_What you will do_
In your answer, give each entry again exactly as it appears.

_Exercise inputs_
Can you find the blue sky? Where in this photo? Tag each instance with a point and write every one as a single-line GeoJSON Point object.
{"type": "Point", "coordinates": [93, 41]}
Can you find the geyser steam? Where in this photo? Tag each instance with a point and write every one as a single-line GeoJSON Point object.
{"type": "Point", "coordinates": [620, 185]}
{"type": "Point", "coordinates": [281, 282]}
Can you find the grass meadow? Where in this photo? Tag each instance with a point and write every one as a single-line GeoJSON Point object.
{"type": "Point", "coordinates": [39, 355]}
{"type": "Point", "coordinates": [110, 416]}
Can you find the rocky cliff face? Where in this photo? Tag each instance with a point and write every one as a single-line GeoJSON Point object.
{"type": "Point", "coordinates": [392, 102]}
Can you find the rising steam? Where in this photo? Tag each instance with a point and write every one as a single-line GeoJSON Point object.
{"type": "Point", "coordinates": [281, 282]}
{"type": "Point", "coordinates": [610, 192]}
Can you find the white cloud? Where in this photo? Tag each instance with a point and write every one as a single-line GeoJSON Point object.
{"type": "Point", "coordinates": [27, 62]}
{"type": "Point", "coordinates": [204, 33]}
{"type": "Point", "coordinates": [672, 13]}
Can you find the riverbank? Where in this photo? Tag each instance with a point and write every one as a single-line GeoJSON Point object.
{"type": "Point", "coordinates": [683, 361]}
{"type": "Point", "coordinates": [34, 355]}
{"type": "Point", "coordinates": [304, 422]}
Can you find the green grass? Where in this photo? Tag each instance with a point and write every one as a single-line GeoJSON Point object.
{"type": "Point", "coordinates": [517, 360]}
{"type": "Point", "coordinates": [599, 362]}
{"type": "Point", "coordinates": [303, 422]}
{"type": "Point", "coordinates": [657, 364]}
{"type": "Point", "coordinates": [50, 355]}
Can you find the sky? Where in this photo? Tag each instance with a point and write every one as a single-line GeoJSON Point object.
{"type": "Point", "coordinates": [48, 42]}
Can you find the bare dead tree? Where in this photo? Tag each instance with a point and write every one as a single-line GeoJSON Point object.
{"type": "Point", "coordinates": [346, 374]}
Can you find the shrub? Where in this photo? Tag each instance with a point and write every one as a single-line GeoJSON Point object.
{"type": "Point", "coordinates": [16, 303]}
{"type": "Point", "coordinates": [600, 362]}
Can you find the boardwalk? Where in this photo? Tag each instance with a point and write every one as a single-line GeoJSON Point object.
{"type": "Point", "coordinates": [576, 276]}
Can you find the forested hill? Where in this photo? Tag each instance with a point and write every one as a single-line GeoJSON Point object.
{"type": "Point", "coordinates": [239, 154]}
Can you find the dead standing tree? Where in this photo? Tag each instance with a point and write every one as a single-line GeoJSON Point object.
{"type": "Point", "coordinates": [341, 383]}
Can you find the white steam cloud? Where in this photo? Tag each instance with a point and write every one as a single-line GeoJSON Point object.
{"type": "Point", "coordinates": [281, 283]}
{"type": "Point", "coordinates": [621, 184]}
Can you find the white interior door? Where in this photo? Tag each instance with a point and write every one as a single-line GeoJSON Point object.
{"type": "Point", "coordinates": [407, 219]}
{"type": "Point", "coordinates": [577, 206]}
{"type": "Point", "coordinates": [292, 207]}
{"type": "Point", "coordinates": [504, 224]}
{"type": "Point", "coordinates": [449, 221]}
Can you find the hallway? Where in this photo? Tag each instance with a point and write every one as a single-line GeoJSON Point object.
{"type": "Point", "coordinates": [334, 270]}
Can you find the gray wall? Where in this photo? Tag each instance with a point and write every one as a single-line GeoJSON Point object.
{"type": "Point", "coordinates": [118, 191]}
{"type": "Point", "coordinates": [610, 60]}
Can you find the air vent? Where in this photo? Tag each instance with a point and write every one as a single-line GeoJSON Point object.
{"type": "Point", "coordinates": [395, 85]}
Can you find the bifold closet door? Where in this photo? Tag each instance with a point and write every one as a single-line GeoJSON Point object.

_Response area_
Can you find the blue sky? Where in this photo? Tag each instance with a point and write every one as a single-line GeoJSON Point object.
{"type": "Point", "coordinates": [93, 41]}
Can you find the geyser steam? Where in this photo? Tag each instance with a point and write every one as a single-line GeoJSON Point object.
{"type": "Point", "coordinates": [620, 185]}
{"type": "Point", "coordinates": [281, 282]}
Can you find the grass meadow? Where in this photo? Tag each instance with a point and write every one as a single-line GeoJSON Point object.
{"type": "Point", "coordinates": [39, 355]}
{"type": "Point", "coordinates": [110, 416]}
Can you find the rocky cliff face? Where in this photo? Tag each instance with a point and write every one as a single-line GeoJSON Point object.
{"type": "Point", "coordinates": [392, 102]}
Can you find the rising steam? Where in this photo? Tag each instance with a point and write every one as a single-line GeoJSON Point object.
{"type": "Point", "coordinates": [281, 282]}
{"type": "Point", "coordinates": [610, 192]}
Can you find the white cloud? Where in this photo? Tag each instance with a point and write every one as a single-line GeoJSON Point object.
{"type": "Point", "coordinates": [27, 62]}
{"type": "Point", "coordinates": [204, 33]}
{"type": "Point", "coordinates": [672, 13]}
Can you find the riverbank? Where in this photo? Tag each instance with a point and write every one as a single-line GeoJSON Point object.
{"type": "Point", "coordinates": [683, 361]}
{"type": "Point", "coordinates": [34, 355]}
{"type": "Point", "coordinates": [304, 422]}
Can you find the green grass? Where in this photo? Tag each instance with a point and write every one as a single-line GeoJSON Point object.
{"type": "Point", "coordinates": [517, 360]}
{"type": "Point", "coordinates": [599, 362]}
{"type": "Point", "coordinates": [303, 422]}
{"type": "Point", "coordinates": [657, 364]}
{"type": "Point", "coordinates": [50, 355]}
Can you find the sky? Where in this photo? Tag each instance with a point and write every one as a single-line GeoJSON Point object.
{"type": "Point", "coordinates": [48, 42]}
Can you find the bare dead tree? Where in this photo? Tag each instance with a point and write every one as a single-line GeoJSON Point object.
{"type": "Point", "coordinates": [346, 374]}
Can you find the shrub? Where in this photo? Tag each instance with a point and write every one as a single-line GeoJSON Point object.
{"type": "Point", "coordinates": [16, 303]}
{"type": "Point", "coordinates": [600, 362]}
Can you find the boardwalk? Where in this photo? Tag each instance with a point and write every one as a single-line GeoJSON Point object.
{"type": "Point", "coordinates": [576, 276]}
Can you find the forested hill? Where in this photo? Tag each instance with a point and write every one as a single-line GeoJSON Point object.
{"type": "Point", "coordinates": [239, 154]}
Can you find the dead standing tree? Where in this photo? Tag each instance with a point and write every one as a single-line GeoJSON Point object.
{"type": "Point", "coordinates": [341, 383]}
Can you find the white steam cloud? Where in this photo? Tag each instance with a point and write every one as a single-line GeoJSON Point object.
{"type": "Point", "coordinates": [281, 283]}
{"type": "Point", "coordinates": [621, 184]}
Can you find the white interior door? Where in this photo? Tag each instance with a point and write every one as a single-line GeoJSON Point object.
{"type": "Point", "coordinates": [407, 219]}
{"type": "Point", "coordinates": [577, 206]}
{"type": "Point", "coordinates": [292, 207]}
{"type": "Point", "coordinates": [504, 224]}
{"type": "Point", "coordinates": [449, 221]}
Can you find the hallway? Where in this photo? Tag each instance with a point and write every one as a single-line GeoJSON Point object.
{"type": "Point", "coordinates": [334, 270]}
Can you find the gray wall? Where in this photo? Tag each instance with a point and write every one as a single-line GeoJSON Point object.
{"type": "Point", "coordinates": [118, 191]}
{"type": "Point", "coordinates": [610, 60]}
Can you find the air vent? Where in this photo? Tag each instance with a point and write every one as a single-line GeoJSON Point object.
{"type": "Point", "coordinates": [395, 85]}
Can you find the bifold closet door? Where in this photo? Tag each instance with a point and write every one as a single-line GeoJSON Point object.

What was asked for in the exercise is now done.